* [Stated goal] Count the lines in the records below that contain the word "tree". Reply with the number alone.

* [Supplied material]
_ _ _ _ _

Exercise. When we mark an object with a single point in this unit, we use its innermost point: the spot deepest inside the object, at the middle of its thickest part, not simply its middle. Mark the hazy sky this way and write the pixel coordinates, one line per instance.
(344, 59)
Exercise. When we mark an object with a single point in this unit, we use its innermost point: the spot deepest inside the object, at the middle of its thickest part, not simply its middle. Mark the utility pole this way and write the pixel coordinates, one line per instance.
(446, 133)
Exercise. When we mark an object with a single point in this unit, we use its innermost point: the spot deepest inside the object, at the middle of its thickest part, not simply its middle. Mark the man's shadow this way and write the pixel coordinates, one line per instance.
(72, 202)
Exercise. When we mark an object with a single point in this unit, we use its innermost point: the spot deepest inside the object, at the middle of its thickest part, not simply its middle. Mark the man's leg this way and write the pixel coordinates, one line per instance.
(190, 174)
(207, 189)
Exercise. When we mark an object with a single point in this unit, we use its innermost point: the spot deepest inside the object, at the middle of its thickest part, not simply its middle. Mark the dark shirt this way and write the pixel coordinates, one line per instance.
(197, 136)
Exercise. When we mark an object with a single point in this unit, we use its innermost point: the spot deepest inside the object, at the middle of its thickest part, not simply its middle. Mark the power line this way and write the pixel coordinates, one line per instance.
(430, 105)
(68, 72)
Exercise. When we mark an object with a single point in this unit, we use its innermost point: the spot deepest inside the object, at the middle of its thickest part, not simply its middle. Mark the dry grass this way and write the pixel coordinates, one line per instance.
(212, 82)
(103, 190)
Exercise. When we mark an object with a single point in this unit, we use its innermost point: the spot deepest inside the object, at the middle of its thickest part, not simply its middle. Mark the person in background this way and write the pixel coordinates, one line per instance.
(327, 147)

_ _ _ _ _

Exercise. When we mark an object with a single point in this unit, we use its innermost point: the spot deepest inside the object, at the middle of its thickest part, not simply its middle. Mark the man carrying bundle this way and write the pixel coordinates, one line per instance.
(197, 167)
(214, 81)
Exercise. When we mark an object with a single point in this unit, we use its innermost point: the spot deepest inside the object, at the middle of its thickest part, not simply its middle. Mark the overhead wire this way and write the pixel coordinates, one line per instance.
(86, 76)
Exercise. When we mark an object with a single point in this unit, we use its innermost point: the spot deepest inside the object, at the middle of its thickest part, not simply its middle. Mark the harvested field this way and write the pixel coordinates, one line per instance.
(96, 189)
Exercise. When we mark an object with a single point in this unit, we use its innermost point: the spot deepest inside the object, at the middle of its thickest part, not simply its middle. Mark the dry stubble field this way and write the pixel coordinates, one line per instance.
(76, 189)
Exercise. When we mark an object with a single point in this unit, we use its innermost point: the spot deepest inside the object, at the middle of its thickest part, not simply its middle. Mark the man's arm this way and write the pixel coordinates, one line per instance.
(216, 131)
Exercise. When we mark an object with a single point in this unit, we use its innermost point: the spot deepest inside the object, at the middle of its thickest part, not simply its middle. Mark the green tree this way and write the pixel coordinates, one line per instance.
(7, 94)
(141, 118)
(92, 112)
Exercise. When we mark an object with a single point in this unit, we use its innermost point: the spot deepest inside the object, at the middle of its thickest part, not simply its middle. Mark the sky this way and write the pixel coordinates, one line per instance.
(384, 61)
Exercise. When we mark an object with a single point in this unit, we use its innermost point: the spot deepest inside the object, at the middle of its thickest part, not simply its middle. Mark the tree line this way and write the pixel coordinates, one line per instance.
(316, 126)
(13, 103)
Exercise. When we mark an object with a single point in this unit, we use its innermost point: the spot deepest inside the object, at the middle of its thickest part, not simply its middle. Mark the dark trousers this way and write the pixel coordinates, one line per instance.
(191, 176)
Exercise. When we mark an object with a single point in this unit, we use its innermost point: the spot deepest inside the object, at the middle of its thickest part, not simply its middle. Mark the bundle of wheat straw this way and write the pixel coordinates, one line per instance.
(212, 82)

_ _ _ _ _

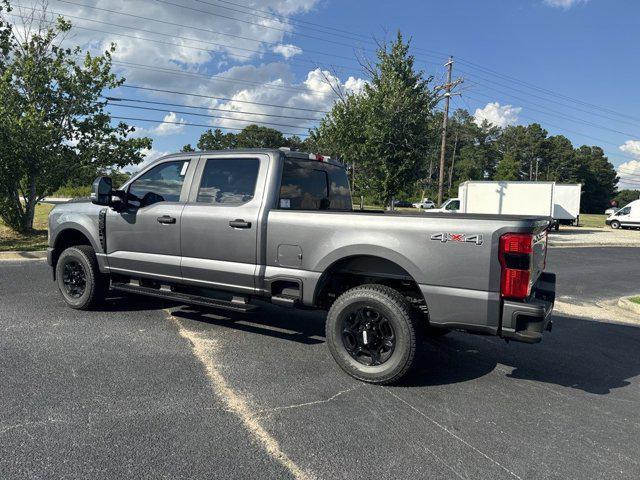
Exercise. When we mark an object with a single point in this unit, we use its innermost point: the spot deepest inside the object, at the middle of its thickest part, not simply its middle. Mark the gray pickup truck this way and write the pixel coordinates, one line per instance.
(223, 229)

_ _ _ _ _

* [Complete response] 2